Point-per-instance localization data
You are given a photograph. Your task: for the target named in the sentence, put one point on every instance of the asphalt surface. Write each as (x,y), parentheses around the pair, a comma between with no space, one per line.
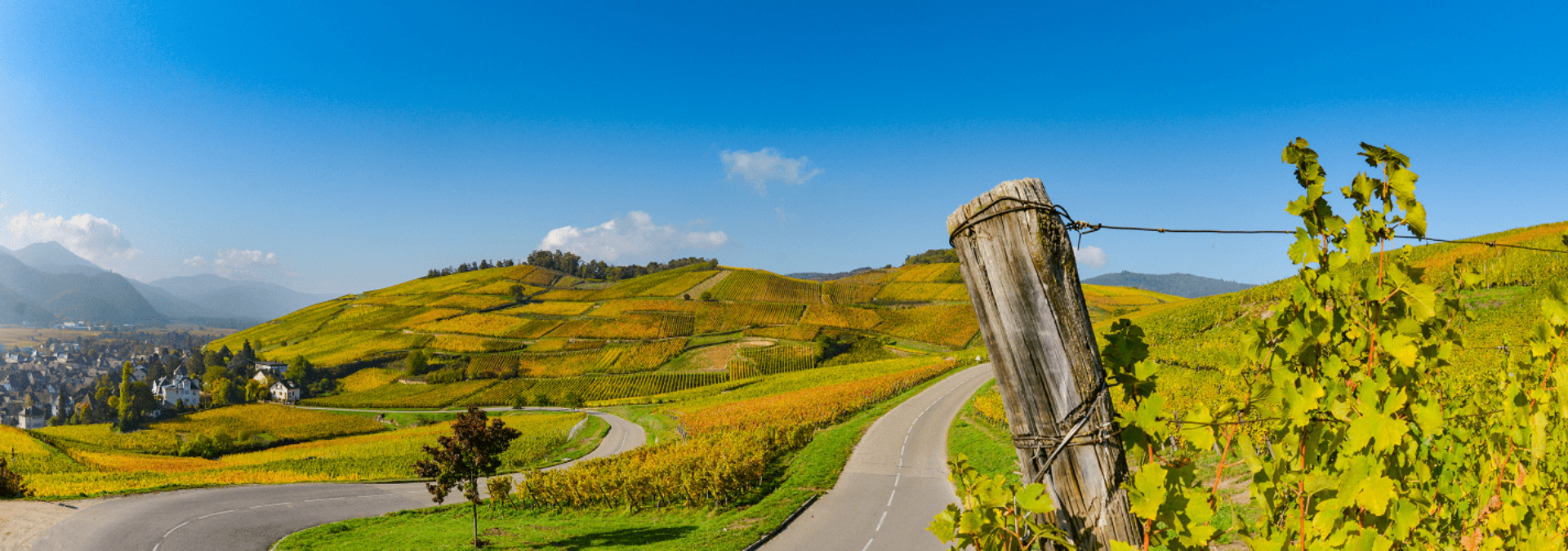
(894,482)
(255,517)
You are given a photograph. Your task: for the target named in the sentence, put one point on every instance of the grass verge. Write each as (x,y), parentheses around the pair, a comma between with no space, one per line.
(985,442)
(809,472)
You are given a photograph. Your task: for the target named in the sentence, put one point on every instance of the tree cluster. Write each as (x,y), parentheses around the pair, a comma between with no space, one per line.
(932,257)
(574,265)
(465,268)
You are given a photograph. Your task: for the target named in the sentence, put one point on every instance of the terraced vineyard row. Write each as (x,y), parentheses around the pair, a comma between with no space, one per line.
(82,470)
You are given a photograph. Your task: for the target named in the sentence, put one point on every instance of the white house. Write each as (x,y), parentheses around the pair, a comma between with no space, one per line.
(32,418)
(274,368)
(177,390)
(286,390)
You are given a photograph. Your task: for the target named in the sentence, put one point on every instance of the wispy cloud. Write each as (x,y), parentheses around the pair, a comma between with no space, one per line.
(87,235)
(765,165)
(629,238)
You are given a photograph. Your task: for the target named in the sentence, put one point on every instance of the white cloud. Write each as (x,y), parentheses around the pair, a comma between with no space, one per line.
(629,238)
(1090,256)
(87,235)
(765,165)
(238,262)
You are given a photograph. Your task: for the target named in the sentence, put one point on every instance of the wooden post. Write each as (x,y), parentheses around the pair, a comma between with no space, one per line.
(1018,264)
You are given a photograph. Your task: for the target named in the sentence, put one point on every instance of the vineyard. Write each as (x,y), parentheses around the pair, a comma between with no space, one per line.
(483,324)
(272,423)
(924,291)
(791,332)
(629,326)
(82,470)
(572,327)
(841,317)
(472,344)
(549,309)
(369,378)
(726,455)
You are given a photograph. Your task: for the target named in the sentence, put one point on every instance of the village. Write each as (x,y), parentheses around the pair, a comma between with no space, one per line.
(59,382)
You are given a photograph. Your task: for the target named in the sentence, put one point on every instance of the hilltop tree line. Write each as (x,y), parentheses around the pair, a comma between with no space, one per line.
(572,265)
(466,266)
(932,257)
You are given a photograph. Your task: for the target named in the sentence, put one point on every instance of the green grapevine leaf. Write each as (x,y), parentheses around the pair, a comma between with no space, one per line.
(1148,491)
(1375,494)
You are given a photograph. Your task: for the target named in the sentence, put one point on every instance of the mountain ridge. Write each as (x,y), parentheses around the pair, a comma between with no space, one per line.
(1183,285)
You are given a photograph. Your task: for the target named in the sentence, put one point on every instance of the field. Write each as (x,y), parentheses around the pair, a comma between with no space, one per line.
(942,324)
(574,327)
(841,317)
(750,285)
(549,309)
(924,293)
(82,470)
(259,423)
(483,324)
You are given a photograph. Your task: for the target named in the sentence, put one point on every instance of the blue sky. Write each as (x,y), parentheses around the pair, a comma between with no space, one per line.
(342,148)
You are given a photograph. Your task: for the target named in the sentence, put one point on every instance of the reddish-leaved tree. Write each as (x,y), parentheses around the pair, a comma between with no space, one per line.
(460,460)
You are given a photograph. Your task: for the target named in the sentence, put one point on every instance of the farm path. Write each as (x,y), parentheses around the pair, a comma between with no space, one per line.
(255,517)
(894,482)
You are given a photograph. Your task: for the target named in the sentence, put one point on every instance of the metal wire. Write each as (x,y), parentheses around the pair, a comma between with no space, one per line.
(1085,228)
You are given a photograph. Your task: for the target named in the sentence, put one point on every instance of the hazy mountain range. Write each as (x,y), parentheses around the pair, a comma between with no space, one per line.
(44,281)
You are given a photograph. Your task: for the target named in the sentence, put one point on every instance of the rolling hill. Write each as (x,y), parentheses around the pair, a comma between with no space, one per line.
(1196,337)
(78,291)
(216,296)
(645,335)
(1183,285)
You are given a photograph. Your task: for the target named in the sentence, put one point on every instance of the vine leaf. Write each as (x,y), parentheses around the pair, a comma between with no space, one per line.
(1375,494)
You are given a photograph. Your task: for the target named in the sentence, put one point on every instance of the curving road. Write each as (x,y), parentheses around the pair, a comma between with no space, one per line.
(894,482)
(255,517)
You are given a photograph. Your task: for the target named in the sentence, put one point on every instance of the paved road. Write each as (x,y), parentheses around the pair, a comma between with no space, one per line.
(255,517)
(894,482)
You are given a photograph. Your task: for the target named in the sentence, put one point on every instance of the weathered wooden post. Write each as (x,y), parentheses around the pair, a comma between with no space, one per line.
(1018,264)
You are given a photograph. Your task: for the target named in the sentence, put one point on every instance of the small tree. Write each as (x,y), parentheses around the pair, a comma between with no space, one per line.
(11,484)
(460,460)
(417,362)
(501,491)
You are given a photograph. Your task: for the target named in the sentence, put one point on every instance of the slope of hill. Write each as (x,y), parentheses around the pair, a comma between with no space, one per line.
(95,296)
(52,257)
(828,278)
(214,296)
(1183,285)
(172,305)
(523,331)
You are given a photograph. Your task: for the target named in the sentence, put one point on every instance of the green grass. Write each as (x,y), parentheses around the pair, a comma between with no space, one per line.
(985,442)
(809,472)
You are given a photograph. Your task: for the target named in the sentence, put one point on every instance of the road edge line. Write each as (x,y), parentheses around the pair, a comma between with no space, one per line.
(787,520)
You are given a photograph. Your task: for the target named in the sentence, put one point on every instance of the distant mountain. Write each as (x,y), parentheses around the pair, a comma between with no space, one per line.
(18,310)
(225,298)
(828,278)
(1183,285)
(76,293)
(173,305)
(52,257)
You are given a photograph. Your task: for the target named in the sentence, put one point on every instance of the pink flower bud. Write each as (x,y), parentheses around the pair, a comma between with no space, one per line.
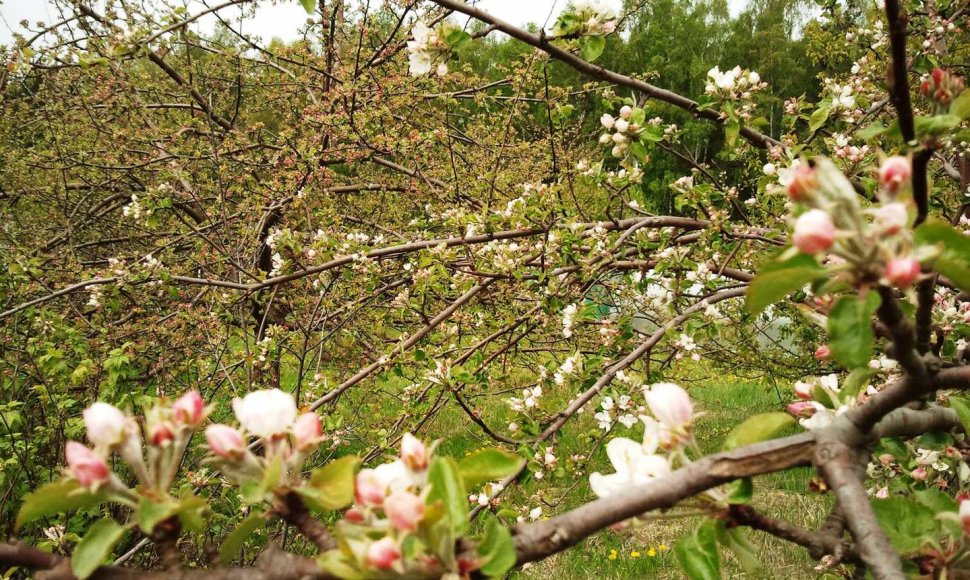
(671,405)
(804,390)
(802,409)
(161,433)
(892,217)
(414,453)
(405,510)
(894,173)
(814,232)
(369,490)
(86,466)
(105,424)
(307,431)
(383,553)
(189,409)
(902,272)
(802,183)
(225,442)
(965,515)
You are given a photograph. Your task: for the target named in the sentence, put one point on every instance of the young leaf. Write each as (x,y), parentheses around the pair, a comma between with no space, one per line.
(496,550)
(850,329)
(332,486)
(446,486)
(234,541)
(54,498)
(697,553)
(775,280)
(758,428)
(95,546)
(488,464)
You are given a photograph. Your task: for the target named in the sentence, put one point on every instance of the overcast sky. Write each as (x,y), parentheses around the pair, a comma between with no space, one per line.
(283,19)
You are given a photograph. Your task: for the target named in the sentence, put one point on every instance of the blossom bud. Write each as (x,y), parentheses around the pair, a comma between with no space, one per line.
(161,434)
(802,409)
(266,413)
(894,173)
(802,183)
(105,424)
(307,431)
(405,510)
(814,232)
(892,217)
(670,404)
(803,390)
(189,409)
(902,272)
(383,553)
(965,515)
(225,442)
(86,466)
(369,489)
(414,453)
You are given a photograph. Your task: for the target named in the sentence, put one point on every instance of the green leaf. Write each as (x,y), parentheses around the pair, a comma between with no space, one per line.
(332,486)
(496,550)
(592,47)
(954,259)
(850,329)
(757,428)
(95,546)
(55,498)
(447,487)
(488,464)
(697,553)
(778,279)
(963,412)
(908,524)
(235,540)
(818,118)
(961,105)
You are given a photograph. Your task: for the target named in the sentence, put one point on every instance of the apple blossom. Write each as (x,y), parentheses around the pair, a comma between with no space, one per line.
(266,413)
(105,424)
(404,509)
(902,272)
(414,453)
(383,553)
(814,232)
(894,173)
(189,409)
(225,442)
(86,466)
(307,431)
(671,405)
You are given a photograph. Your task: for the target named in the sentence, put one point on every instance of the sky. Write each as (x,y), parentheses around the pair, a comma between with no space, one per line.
(283,19)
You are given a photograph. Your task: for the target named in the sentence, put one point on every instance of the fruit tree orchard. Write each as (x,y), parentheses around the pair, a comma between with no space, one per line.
(243,281)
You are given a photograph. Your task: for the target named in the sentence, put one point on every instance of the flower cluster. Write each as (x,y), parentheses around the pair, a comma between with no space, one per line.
(167,430)
(836,224)
(636,463)
(733,84)
(285,435)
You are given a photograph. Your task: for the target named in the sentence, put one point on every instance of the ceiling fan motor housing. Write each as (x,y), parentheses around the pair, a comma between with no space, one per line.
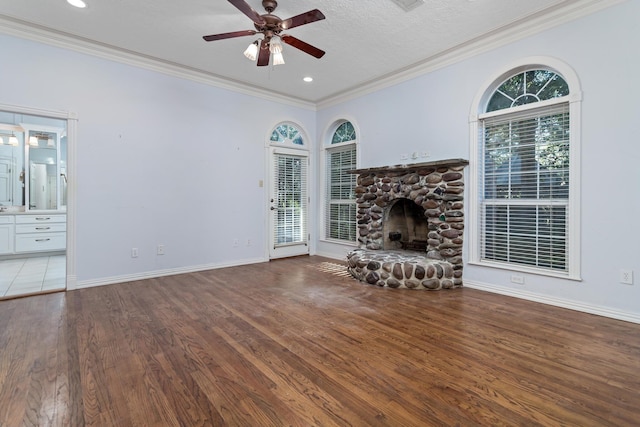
(269,5)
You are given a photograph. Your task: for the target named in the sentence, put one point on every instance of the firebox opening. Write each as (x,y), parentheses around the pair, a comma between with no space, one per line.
(406,227)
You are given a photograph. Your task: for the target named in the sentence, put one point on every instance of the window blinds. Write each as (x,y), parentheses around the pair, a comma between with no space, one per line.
(340,220)
(290,176)
(525,187)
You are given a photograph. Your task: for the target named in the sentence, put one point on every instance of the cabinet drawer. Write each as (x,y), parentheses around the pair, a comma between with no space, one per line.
(40,219)
(40,242)
(41,228)
(6,219)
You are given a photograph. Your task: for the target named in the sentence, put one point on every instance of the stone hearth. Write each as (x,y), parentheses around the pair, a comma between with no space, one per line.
(410,225)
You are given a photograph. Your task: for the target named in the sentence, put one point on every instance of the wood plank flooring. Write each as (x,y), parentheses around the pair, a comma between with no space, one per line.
(297,342)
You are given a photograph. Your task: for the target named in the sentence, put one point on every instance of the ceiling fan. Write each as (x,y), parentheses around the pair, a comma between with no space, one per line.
(270,26)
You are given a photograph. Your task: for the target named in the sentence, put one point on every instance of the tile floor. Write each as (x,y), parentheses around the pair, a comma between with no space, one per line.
(29,275)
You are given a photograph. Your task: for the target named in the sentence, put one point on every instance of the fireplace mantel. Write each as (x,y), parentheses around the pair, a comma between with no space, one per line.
(411,168)
(431,192)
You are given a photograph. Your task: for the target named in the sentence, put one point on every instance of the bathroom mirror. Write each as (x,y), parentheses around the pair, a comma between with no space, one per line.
(33,166)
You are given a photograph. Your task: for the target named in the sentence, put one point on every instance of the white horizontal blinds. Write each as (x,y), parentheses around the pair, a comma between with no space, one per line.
(525,187)
(290,204)
(341,216)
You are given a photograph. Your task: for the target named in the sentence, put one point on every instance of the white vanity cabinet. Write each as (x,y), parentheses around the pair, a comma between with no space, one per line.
(6,234)
(40,232)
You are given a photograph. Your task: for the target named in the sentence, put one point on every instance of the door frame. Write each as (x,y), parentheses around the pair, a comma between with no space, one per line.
(72,132)
(272,148)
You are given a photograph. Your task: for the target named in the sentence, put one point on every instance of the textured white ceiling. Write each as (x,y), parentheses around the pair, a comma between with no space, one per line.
(364,40)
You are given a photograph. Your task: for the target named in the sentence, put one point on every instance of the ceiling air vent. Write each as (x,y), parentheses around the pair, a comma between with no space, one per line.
(408,5)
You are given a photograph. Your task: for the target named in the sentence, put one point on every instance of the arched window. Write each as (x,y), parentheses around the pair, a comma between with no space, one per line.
(525,173)
(340,217)
(287,134)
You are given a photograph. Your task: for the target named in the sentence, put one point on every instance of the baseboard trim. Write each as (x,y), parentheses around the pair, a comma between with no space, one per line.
(557,302)
(162,273)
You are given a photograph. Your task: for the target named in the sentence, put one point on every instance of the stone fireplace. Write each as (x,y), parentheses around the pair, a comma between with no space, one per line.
(410,225)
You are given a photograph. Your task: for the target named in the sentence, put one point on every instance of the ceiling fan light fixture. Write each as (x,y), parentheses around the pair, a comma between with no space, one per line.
(252,51)
(77,3)
(278,59)
(275,46)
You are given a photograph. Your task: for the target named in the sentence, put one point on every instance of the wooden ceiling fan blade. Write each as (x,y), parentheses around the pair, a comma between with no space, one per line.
(304,18)
(244,7)
(303,46)
(233,34)
(263,54)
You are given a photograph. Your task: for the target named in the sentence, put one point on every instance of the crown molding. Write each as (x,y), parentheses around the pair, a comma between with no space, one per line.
(499,37)
(18,28)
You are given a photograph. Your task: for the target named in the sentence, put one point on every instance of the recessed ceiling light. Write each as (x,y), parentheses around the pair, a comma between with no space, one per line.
(77,3)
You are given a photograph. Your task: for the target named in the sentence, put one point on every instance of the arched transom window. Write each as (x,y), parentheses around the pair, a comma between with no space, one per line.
(340,217)
(287,134)
(524,185)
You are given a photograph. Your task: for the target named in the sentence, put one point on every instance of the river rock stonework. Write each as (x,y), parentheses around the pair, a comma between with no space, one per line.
(438,188)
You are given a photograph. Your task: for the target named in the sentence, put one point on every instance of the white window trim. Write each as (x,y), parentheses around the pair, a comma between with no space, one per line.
(575,107)
(326,148)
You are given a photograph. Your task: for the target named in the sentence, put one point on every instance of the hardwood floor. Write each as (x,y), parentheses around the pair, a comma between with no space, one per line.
(298,342)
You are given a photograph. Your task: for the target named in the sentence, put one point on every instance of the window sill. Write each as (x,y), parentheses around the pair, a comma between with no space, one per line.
(528,270)
(339,242)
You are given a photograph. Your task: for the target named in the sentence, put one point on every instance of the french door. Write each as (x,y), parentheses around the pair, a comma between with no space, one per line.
(288,203)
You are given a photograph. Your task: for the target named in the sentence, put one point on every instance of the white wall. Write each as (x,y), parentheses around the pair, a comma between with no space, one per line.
(160,160)
(431,113)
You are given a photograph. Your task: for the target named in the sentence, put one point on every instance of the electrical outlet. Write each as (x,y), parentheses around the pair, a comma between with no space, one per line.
(626,277)
(518,279)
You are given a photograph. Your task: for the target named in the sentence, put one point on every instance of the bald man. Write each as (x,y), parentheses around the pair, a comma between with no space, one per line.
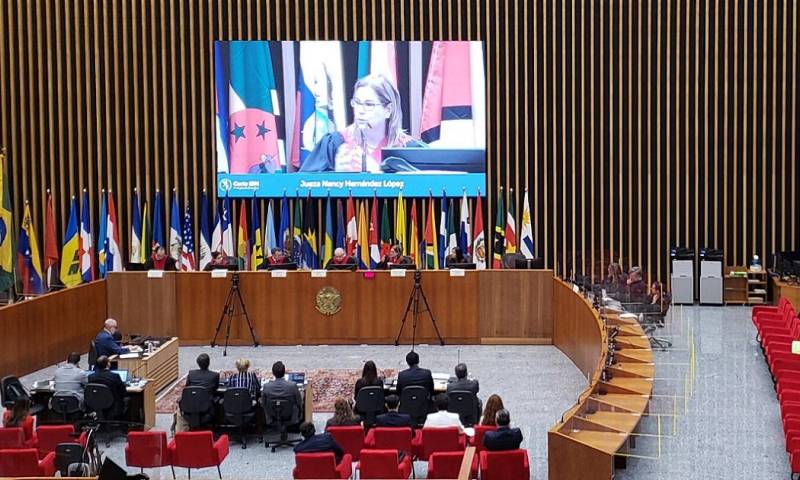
(340,258)
(104,343)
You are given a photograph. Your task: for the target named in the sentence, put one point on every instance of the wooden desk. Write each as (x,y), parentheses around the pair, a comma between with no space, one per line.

#### [Goal of the exercise]
In the copy, include exactly the lines from the one containing "of the river" through the last line of the records, and no pictures or other text.

#### [Task result]
You are given a photograph. Your task: for the target named in the sentence, put one point on every instance of the river rock stonework. Write each as (x,y), parentheses around the pair, a comma between with no space, one per line.
(438,188)
You are given a photograph. Your task: for the target named in the sentence, put one point on every instance of the white window trim. Write each as (x,y), parentheses around the pair, a comma between with no space, one per line.
(575,107)
(326,148)
You are given a photograph. Your task: for the target named in the sentence, put one point on every instance of the hardwood floor. Write each as (x,y), parentheses around the pair, a comma between with no space, one per line.
(298,342)
You are given a photograph. Your task: for the target named in the sentence, put one point on every instance of the window sill. Write each as (x,y), parentheses around the pair, a comma between with no space, one per line.
(528,270)
(339,242)
You are given a photograph. Your task: for the target named in the sentence, put one point on every instance of the french door. Write each as (x,y), parentheses around the pair, a comma between with no space, one per line.
(288,203)
You are given a photograph. Your task: for the target named in the sentence, put one point on every instance of the white wall. Write each as (x,y), parentheses around the pair, a comma between with no space, one per line.
(160,160)
(431,113)
You are given a photograph. Your task: for the target named in the sentence, put one point on every instance of the electrical outlet. Write each as (x,y), parentheses around the pair, a comma between with no space, one per line.
(626,277)
(518,279)
You are given a photograph. Your task: for the target named in the sentence, put one point on every instance of the bald man. Write each as (x,y), parentheses around the pair, a comma between with no space, one per line.
(340,258)
(104,343)
You are given a photograph. Your task: for the target named in the sentence, put one point on every instance of the wooden desk. Write each as (x,y), parentheses around the pair, a comma between with no space, one per line.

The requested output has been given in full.